*WORK INSTRUCTION A*
Lay out the records as a Markdown table with the columns "No." and "Line", starting with the first line of the records and going on through the line containing "40L439 48L440 62L447". Leave out blank lines and number the rows.

━━━

The Shiraz Festival of Arts (Persian: جشنواره هنر شیراز) was an annual international summer arts festival, held in Iran bringing about the encounter between the East and the West. It was held from 1967 to 1977 in the city of Shiraz and Persepolis in central Iran by the initiative of Shahbanu Farah Pahlavi.

History

Accompanied by symposia and debates, the festival program included music, dance, drama and film, performed in a variety of locations in Shiraz and surrounding areas. The venues included the ruins of Persepolis (ceremonial capital of ancient Persia), Naqsh-e Rostam, Hafezieh, Bagh-e Delgosha, Narenjestan, Bazaar-e Vakil, Jahan-Nama Garden, Saray-e Moshir and a concert hall on the Shiraz University campus. 

Some of those who appeared at the festival are:
In theatre, Jerzy Grotowski, Peter Brook, Tadeusz Kantor, Arby Ovanessian, Bijan Mofid, Davoud Rashidi, Peter Schumann, Parviz Sayyad, Andrei Șerban, Robert Wilson, Shūji Terayama, Andre Gregory, Ali Nassirian, Víctor Garcia, Joseph Chaikin, and Esma'il Khalaj. In this field, traditional plays such as ta'zieh (passion plays) from Iran, Kathakali from India, and Noh from Japan, as well as R. Serumaga with the National Theatre of Uganda, Duro Lapido & the National Theatre of Nigeria, and Pabuji Ki Phad from India were presented, amongst many others .

━━━

*WORK INSTRUCTION B*
Answer these questions using the Shiraz festival text:
(i) Over which years was the festival held?
(ii) On whose initiative was it held?
(iii) Which traditional play form from Japan was presented?

*Stored data entries*
━━━

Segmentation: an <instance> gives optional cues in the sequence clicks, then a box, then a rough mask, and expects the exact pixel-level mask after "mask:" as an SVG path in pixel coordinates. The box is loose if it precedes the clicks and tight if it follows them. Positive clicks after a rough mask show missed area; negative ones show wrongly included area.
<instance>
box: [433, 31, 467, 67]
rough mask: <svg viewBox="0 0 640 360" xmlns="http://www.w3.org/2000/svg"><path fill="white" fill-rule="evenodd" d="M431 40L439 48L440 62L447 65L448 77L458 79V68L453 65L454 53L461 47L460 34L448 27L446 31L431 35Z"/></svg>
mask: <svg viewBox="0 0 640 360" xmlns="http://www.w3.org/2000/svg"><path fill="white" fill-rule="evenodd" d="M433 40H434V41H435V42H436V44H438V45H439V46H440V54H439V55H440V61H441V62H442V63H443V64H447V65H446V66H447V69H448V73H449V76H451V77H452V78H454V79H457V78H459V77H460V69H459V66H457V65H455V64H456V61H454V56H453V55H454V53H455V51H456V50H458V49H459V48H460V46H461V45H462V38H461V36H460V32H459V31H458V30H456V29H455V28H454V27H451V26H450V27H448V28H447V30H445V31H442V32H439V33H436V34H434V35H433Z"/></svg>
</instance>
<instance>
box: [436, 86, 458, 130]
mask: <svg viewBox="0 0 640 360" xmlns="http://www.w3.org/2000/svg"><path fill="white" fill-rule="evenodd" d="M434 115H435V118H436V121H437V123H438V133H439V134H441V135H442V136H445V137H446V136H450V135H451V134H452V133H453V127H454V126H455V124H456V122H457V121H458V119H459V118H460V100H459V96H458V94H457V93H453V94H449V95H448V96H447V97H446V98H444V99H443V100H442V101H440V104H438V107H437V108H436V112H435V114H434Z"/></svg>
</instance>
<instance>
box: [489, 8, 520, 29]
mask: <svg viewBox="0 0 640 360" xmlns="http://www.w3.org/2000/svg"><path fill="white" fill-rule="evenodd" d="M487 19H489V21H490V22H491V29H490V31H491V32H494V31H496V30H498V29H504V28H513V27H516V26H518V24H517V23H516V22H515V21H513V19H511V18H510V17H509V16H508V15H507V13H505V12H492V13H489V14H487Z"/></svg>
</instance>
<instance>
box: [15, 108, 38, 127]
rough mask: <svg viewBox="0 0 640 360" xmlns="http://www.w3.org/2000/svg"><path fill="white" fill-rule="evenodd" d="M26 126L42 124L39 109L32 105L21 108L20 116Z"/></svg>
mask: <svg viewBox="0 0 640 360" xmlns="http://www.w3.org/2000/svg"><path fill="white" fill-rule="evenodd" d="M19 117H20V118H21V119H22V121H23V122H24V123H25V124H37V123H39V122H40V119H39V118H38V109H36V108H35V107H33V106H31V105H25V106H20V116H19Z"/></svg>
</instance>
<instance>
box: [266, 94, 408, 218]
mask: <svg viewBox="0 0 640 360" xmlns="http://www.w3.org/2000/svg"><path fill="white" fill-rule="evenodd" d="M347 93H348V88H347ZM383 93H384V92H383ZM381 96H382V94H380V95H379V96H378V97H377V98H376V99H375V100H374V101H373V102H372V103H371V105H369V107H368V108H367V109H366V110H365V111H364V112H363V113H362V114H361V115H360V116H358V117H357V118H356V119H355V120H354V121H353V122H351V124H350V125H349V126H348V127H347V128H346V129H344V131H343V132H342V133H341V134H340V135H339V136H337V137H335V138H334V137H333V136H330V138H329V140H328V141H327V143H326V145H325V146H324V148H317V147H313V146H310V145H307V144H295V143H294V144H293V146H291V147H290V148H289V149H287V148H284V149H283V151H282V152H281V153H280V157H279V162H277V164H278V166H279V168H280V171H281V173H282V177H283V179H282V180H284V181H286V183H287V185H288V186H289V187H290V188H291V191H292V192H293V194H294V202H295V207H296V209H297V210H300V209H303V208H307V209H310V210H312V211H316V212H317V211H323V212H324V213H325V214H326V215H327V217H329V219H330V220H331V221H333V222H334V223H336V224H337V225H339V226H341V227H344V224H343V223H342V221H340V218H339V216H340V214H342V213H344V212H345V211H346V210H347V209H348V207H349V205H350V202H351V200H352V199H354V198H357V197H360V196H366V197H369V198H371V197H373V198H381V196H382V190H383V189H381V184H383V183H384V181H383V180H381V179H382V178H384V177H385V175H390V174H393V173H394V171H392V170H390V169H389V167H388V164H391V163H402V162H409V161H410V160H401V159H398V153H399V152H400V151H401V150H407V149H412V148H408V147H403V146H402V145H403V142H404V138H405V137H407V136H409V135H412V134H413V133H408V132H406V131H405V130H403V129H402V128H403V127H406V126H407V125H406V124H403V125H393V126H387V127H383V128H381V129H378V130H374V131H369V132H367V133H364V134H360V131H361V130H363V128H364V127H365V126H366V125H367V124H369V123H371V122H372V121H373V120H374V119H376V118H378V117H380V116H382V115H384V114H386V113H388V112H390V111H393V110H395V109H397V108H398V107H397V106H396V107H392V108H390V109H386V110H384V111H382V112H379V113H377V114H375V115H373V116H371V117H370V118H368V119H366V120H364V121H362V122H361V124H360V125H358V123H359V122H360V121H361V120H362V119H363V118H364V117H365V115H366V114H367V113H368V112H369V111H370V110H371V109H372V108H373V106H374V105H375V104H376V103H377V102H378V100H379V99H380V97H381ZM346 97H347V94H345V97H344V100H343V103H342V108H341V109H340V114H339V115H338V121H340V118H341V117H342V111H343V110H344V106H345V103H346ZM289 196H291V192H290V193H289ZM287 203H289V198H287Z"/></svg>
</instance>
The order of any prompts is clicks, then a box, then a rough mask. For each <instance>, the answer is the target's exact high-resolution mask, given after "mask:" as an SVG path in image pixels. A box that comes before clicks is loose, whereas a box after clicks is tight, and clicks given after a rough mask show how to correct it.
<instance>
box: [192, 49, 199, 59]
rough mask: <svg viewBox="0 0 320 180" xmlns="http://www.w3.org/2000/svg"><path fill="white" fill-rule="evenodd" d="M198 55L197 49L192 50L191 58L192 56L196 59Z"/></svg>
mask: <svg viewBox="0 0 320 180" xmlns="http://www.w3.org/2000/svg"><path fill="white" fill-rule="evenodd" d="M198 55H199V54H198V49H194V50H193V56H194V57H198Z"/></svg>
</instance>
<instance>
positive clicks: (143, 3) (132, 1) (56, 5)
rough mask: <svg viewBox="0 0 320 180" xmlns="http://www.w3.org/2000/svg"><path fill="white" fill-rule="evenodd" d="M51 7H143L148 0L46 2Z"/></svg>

━━━

*WORKED SOLUTION A*
| No. | Line |
|---|---|
| 1 | Segmentation: an <instance> gives optional cues in the sequence clicks, then a box, then a rough mask, and expects the exact pixel-level mask after "mask:" as an SVG path in pixel coordinates. The box is loose if it precedes the clicks and tight if it follows them. Positive clicks after a rough mask show missed area; negative ones show wrongly included area. |
| 2 | <instance> |
| 3 | box: [433, 31, 467, 67] |
| 4 | rough mask: <svg viewBox="0 0 640 360" xmlns="http://www.w3.org/2000/svg"><path fill="white" fill-rule="evenodd" d="M431 40L439 48L440 62L447 65L448 77L458 79V68L453 65L454 53L461 47L460 34L448 27L446 31L431 35Z"/></svg> |

*WORKED SOLUTION B*
(i) From 1967 to 1977.
(ii) Shahbanu Farah Pahlavi.
(iii) Noh.